Render the rows from their first line through the line that contains "box: [106, 95, 128, 136]" as a numbered list, including both ends and omitting any blank lines.

+++

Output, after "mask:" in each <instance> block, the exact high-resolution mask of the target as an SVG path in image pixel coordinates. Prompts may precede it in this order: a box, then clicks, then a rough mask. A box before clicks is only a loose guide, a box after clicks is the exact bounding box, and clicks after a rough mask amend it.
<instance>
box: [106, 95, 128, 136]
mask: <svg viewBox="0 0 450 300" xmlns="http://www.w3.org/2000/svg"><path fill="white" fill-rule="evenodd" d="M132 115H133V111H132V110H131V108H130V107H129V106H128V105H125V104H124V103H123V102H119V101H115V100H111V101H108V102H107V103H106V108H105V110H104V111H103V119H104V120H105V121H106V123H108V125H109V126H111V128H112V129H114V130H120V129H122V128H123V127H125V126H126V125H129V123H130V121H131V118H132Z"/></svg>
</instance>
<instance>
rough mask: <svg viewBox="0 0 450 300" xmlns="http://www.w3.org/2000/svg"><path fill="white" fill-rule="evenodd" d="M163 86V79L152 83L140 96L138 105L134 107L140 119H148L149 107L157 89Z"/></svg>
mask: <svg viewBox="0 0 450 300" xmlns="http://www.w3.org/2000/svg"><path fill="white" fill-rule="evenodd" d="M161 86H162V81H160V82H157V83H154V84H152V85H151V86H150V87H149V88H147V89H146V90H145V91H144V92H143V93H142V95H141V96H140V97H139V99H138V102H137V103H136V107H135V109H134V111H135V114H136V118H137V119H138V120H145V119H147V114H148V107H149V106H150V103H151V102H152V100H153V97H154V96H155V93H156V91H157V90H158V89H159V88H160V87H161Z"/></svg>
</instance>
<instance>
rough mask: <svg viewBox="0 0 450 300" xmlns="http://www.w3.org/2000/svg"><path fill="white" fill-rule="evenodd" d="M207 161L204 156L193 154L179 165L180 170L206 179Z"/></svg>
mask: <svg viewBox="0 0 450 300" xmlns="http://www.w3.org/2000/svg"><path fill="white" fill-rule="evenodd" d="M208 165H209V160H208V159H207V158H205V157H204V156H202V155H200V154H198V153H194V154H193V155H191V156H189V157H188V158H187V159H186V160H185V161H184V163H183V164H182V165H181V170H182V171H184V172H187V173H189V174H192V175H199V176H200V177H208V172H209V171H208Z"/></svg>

+++

> _TASK OUTPUT_
1. Output, after "mask:" in each <instance> block, the exact high-resolution mask of the target as an SVG path in image pixel coordinates. Prompts may precede it in this order: a box, then clicks, then a rough mask. A box before clicks is only a loose guide, a box after clicks is the exact bounding box, and clicks after a rough mask amend it.
2. <instance>
3. box: [106, 95, 128, 136]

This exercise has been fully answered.